Source records
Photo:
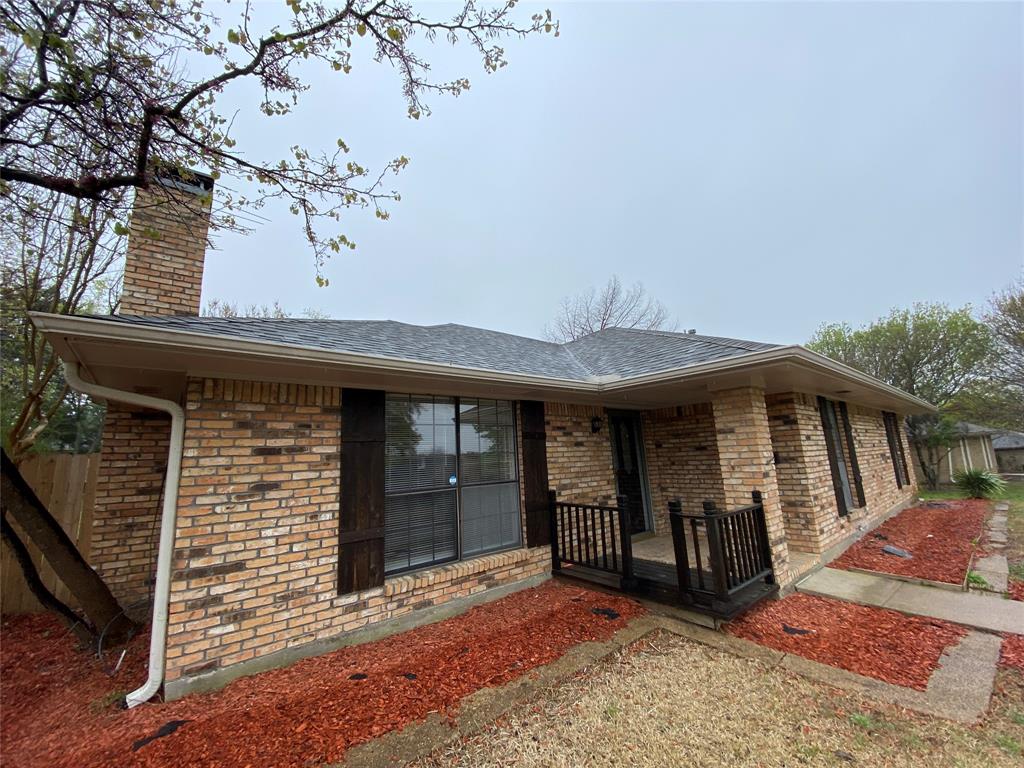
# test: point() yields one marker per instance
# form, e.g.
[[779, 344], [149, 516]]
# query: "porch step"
[[656, 582]]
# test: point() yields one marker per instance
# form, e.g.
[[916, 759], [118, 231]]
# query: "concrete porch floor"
[[659, 549]]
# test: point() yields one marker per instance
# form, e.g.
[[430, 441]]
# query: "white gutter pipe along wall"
[[158, 638]]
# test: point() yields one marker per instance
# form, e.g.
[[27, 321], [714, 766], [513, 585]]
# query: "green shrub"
[[979, 483]]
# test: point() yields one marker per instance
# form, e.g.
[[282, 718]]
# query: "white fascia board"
[[189, 341]]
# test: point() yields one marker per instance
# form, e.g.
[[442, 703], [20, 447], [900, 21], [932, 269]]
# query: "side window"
[[452, 480], [842, 455], [894, 435]]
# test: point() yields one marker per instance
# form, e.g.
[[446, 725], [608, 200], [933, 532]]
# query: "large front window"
[[451, 479]]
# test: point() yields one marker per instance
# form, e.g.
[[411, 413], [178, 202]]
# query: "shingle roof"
[[622, 351], [614, 351], [968, 429], [1008, 441]]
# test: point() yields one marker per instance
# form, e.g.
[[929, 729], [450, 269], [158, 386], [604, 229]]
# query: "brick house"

__WHAT THE TASK REQUIRES__:
Set down the records above exactly, leaving out pictures.

__TASK ANSWER__:
Photo:
# test: point() yields one marker per instance
# form, e.g.
[[779, 344], [149, 516]]
# query: "porch step"
[[656, 582]]
# test: point() yields one marker per instance
# form, e.g.
[[916, 759], [118, 231]]
# query: "concrete porch floor"
[[659, 549]]
# test: point() yields one marker per instance
# form, e.g.
[[430, 441]]
# query: "white gutter pipe along wall"
[[158, 638]]
# test: point() yields one marker per instance
# form, e.g.
[[27, 321], [714, 766], [513, 585]]
# query: "green shrub"
[[979, 483]]
# test: point() yields one marker per instance
# form, e.g.
[[282, 718]]
# query: "white fascia board"
[[189, 341]]
# test: point() yields one marker per instance
# form, e.g.
[[442, 703], [20, 447], [900, 21], [932, 269]]
# query: "side window"
[[452, 480], [842, 455], [894, 435]]
# test: point() yields one marker per instance
# form, e.g.
[[446, 725], [608, 200], [933, 532]]
# query: "large front window"
[[451, 479]]
# test: point() yields one marker per instance
# form, e.g.
[[411, 413], [178, 202]]
# query: "shingle roof"
[[622, 351], [614, 351], [968, 429], [1008, 441]]
# test: point() yields one marker per instance
# form, e.g.
[[929, 729], [450, 269], [158, 386], [604, 229]]
# query: "brick house"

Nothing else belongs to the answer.